February 03, 2012


A young Nelson Mandela

Earlier this week, Xoliswa Ndoyiya, who has been Mr. Nelson Mandela’s head chef for almost 20 years, published a cookbook, containing recipes of his favorite foods. The cookbook is entitled, Ukutya Kwasekhaya, which means ‘Home Food’ in isiXhosa, Nelson’s first language.

Nelson Rolihlahla Mandela was born in Transkei, South Africa on July 18, 1918. He was actually born, Rolihlahla Dalibhunga, and was given his English name, Nelson, by a teacher at his school. In South Africa, he is often called by his clan name: "Madiba".
His father was Chief Henry Mandela of the Thembu Tribe and counsellor to the Thembu Royal Family . Educated at University College of Fort Hare, where he met his lifelong friend, Oliver Tambo, and the University of Witwatersrand, Nelson qualified in law in 1942. He joined the African National Congress (ANC) in 1943, first as an activist, then as the founder and president of the ANC Youth League.
A passionate man for his people, Nelson became engaged in resistance against the ruling Afrikaner National Party's apartheid policies, when the party won the election in 1948.  He continued his active participation in politics and led prominently in the ANC's 1952 Defiance Campaign and the 1955 Congress of the People, whose adoption of the Freedom Charter provided the fundamental basis of the anti-apartheid cause. During this time, Nelson and his friend, Oliver Tambo, set up South Africa’s first black law frim, Mandela and Tambo, providing free or low-cost legal counsel to many blacks who lacked attorney representation.
Nelson went on trial for treason from 1956-1961 and was acquitted in 1961.
After the banning of the ANC in 1960, Nelson argued for the setting up of a military wing within the ANC. In June 1961, the ANC executive considered his proposal on the use of violent tactics and agreed that those members who wished to involve themselves in Nelson's campaign would not be stopped from doing so by the ANC. This led to the formation of Umkhonto we Sizwe. Nelson was arrested in 1962 and sentenced to five years' imprisonment with hard labor. In 1963, when many fellow leaders of the ANC and the Umkhonto we Sizwe were arrested, Nelson was brought to stand trial with them for plotting to overthrow the government by violence. His statement from the dock received considerable international publicity. On June 12, 1964, eight of the accused, including Nelson, were sentenced to life imprisonment. From 1964 to 1982, he was incarcerated at Robben Island Prison, off Cape Town; thereafter, he was at Pollsmoor Prison, nearby on the mainland.

* SUPPLIED INFORMATION:
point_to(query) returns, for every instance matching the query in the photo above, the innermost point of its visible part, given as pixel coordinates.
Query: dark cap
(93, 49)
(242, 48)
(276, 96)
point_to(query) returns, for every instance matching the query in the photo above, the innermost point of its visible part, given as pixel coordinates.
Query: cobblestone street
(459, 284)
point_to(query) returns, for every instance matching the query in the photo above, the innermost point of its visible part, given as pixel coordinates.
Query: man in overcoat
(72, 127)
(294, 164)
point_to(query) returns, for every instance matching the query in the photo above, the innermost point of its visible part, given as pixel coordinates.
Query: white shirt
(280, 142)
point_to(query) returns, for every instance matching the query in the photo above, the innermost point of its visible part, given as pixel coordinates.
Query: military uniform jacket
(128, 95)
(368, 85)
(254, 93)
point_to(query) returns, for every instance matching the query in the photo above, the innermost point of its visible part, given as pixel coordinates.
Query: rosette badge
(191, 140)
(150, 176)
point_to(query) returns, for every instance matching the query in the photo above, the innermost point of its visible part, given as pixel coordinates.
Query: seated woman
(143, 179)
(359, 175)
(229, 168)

--

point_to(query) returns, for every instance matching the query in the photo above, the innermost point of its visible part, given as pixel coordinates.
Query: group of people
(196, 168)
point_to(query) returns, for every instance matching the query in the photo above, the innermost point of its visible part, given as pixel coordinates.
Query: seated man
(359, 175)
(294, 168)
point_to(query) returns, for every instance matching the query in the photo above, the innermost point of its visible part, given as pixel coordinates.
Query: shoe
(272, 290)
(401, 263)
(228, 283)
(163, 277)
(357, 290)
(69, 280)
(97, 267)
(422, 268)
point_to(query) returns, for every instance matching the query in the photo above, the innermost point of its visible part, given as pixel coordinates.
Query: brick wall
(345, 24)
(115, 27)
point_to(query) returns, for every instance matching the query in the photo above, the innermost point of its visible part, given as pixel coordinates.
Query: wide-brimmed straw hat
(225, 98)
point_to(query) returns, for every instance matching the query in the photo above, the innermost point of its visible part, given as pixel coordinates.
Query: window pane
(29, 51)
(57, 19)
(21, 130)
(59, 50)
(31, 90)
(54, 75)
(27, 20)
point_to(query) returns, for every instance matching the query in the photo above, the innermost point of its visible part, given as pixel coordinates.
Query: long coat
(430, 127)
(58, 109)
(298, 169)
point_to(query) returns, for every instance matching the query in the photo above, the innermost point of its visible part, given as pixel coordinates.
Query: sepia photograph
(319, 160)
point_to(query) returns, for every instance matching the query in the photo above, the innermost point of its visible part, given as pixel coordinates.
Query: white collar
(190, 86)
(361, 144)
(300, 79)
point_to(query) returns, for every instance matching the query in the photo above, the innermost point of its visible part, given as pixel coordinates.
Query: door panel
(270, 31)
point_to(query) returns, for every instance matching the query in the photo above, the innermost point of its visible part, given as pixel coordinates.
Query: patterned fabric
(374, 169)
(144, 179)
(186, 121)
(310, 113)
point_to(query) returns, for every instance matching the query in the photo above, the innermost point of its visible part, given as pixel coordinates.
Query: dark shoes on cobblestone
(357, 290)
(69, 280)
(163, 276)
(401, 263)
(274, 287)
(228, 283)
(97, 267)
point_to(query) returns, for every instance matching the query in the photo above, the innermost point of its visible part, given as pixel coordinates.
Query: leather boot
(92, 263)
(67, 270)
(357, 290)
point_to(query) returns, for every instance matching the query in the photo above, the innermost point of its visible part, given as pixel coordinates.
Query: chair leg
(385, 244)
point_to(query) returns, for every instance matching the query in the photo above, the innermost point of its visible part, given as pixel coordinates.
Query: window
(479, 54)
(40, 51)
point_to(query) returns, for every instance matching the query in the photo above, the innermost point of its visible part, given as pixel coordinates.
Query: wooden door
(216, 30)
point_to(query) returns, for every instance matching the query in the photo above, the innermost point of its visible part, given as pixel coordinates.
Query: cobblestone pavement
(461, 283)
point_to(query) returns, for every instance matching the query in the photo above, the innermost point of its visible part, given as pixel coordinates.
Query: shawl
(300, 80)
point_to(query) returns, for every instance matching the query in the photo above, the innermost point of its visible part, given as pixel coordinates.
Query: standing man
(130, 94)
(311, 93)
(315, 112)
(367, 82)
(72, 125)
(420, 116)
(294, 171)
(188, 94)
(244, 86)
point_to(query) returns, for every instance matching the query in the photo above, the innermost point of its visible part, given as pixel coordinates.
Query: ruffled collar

...

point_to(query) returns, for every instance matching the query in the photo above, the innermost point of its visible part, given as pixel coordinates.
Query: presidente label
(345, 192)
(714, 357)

* REQUIRED TASKS:
A – According to the Nelson Mandela biography, what does the cookbook title Ukutya Kwasekhaya mean?
B – Transcribe the part of the Nelson Mandela biography that opens with the words containing "His father was" and closes with "ANC Youth League.".
C – Go on with the Nelson Mandela biography from the point where it stops.

* ANSWER SET:
A – It means "Home Food" in isiXhosa.

B –
His father was Chief Henry Mandela of the Thembu Tribe and counsellor to the Thembu Royal Family . Educated at University College of Fort Hare, where he met his lifelong friend, Oliver Tambo, and the University of Witwatersrand, Nelson qualified in law in 1942. He joined the African National Congress (ANC) in 1943, first as an activist, then as the founder and president of the ANC Youth League.

C –
During his years in prison, Nelson Mandela's reputation steadily grew. He was widely accepted as the most significant black leader in South Africa and became a potent symbol of resistance as the anti-apartheid movement gathered strength. He consistently refused to compromise his political position to obtain his freedom.


Nelson Mandela was released from prison on February 11, 1990. After his release, he plunged himself wholeheartedly into his life's work, striving to attain the goals he and others had set out almost four decades earlier. In 1991, at the first national conference of the ANC held inside South Africa, after the organization had been banned in 1960, Mandela was elected President of the ANC, while his lifelong friend and colleague, Oliver Tambo, became the organization's National Chairperson. During the course of his presidency, a wide range of progressive social reforms were enacted by Nelson’s government, aimed at reducing long entrenched social and economic inequalities in South Africa.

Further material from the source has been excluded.